### TASK STATEMENT
Set out the lines below as a numbered list, leaving out any blank lines.

Excerpts from a location annotation dataset
"""

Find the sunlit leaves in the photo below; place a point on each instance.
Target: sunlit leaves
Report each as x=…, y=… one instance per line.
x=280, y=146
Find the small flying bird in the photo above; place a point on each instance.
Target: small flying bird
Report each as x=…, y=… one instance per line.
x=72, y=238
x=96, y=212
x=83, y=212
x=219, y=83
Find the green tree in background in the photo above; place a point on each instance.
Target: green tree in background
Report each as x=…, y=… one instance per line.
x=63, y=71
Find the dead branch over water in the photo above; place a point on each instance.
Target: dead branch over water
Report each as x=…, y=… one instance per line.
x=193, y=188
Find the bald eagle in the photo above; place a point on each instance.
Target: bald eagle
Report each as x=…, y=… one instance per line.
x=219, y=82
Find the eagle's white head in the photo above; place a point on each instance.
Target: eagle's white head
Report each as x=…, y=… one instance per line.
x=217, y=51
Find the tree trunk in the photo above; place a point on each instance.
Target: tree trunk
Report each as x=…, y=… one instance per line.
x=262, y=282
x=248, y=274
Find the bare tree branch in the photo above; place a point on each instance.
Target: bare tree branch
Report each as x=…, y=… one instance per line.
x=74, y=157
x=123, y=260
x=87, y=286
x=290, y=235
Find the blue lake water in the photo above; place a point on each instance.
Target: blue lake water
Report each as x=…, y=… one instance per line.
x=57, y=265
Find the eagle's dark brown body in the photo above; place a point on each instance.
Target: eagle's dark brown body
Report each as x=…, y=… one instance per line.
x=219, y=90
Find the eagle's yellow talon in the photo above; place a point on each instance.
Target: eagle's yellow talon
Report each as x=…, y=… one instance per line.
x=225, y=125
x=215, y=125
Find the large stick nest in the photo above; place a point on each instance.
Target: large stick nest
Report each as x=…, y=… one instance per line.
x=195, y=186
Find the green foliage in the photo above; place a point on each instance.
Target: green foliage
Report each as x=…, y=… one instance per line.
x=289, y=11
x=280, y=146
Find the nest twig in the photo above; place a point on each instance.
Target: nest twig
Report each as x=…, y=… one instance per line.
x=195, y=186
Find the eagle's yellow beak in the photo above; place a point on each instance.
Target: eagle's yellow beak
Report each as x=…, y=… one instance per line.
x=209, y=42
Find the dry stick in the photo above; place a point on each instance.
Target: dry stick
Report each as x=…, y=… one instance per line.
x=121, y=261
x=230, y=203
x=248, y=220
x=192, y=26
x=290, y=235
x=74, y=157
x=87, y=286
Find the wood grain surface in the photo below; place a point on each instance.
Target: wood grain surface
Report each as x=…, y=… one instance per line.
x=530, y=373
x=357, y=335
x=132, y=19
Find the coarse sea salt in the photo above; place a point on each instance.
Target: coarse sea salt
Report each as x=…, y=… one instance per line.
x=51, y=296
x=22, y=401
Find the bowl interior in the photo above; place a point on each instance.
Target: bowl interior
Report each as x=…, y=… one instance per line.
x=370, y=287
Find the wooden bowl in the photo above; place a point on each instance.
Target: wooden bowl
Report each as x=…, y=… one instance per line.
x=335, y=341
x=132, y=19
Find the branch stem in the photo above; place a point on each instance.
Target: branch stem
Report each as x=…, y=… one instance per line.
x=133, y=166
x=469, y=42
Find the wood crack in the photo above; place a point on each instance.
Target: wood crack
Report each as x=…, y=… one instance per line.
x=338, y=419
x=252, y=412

"""

### EXERCISE ANSWER
1. Find the sunlit leaves in the photo below; place a point on each instance.
2. Target: sunlit leaves
3. Report each as x=…, y=… one instance per line.
4. x=280, y=146
5. Find the small flying bird in the photo above; place a point on each instance.
6. Target: small flying bird
7. Report each as x=…, y=… one instance per line.
8. x=72, y=238
9. x=96, y=212
10. x=83, y=212
11. x=219, y=83
12. Find the green tree in background in the photo above; place a point on each instance.
13. Target: green tree in background
14. Report each as x=…, y=… one instance per line.
15. x=63, y=71
16. Find the dead branch over water in the photo above; place a point on each instance.
17. Target: dead branch over water
18. Report each as x=…, y=… one instance per line.
19. x=193, y=188
20. Find the bald eagle in the photo above; place a point on each instance.
21. Target: bald eagle
22. Report each as x=…, y=… one instance per line.
23. x=219, y=82
24. Find the eagle's white head in the photo above; place a point on each instance.
25. Target: eagle's white head
26. Report each as x=…, y=… one instance per line.
27. x=217, y=51
28. Find the tree trunk in the photo above; place a point on each instance.
29. Target: tree trunk
30. Report each as x=…, y=… one instance per line.
31. x=262, y=282
32. x=248, y=274
33. Find the bare tree branch in the photo above; place a point on each instance.
34. Target: bare tree branch
35. Report each as x=…, y=… one instance per line.
36. x=74, y=157
37. x=123, y=260
38. x=87, y=286
39. x=290, y=235
40. Find the blue lake water in the photo above; place a point on each instance.
41. Target: blue lake water
42. Report each as x=…, y=… one instance per line.
43. x=57, y=265
44. Find the eagle's dark brown body in the photo above; place a point on each instance.
45. Target: eagle's dark brown body
46. Report each as x=…, y=… one instance per line.
47. x=219, y=90
48. Find the eagle's yellow talon in the photo above; place a point on each instance.
49. Target: eagle's yellow talon
50. Report each as x=…, y=… one instance per line.
51. x=225, y=125
52. x=215, y=125
53. Find the large stick nest in the photo above; place a point on each instance.
54. Target: large stick nest
55. Report each as x=…, y=… one instance per line.
56. x=195, y=186
57. Find the green foliage in the photo above; place a point on each instance.
58. Target: green foliage
59. Report each as x=…, y=… one instance per line.
60. x=289, y=11
61. x=280, y=146
62. Find the nest twig in the photo above; place a point on each instance.
63. Target: nest twig
64. Report each as x=…, y=… one instance per line.
65. x=195, y=186
66. Find the eagle's yellow beak in the photo above; place a point on each instance.
67. Target: eagle's yellow beak
68. Report each as x=…, y=… one instance per line.
69. x=209, y=42
70. Find the dry stick in the photo above; place a point on each instance.
71. Target: dry stick
72. Report each as x=…, y=… one instance per line.
73. x=121, y=261
74. x=230, y=203
75. x=248, y=220
76. x=192, y=26
77. x=290, y=235
78. x=74, y=157
79. x=87, y=286
80. Find the wood grain surface in the photo below; place a point on each instance.
81. Target: wood grain surface
82. Report each as x=…, y=… one instance per line.
83. x=530, y=373
84. x=357, y=335
85. x=132, y=19
86. Find the coarse sea salt in the photo above; place a point on each instance.
87. Target: coarse sea salt
88. Report each as x=…, y=… one instance per line.
89. x=51, y=296
90. x=22, y=401
91. Find the bowl interior in the photo above; place a point on each instance.
92. Target: bowl interior
93. Report each as x=…, y=… one instance per line.
94. x=370, y=287
95. Find the wooden bowl in the photo above; place a point on each instance.
96. Target: wooden bowl
97. Report each as x=…, y=… one instance per line.
98. x=335, y=341
99. x=132, y=19
100. Find the branch stem in the photo above; place a point on each instance.
101. Target: branch stem
102. Report each as x=…, y=… one instance per line.
103. x=133, y=166
104. x=469, y=42
105. Find the wood crack in the photo above; place a point on each instance.
106. Target: wood crack
107. Report each as x=…, y=… one instance per line.
108. x=338, y=419
109. x=252, y=412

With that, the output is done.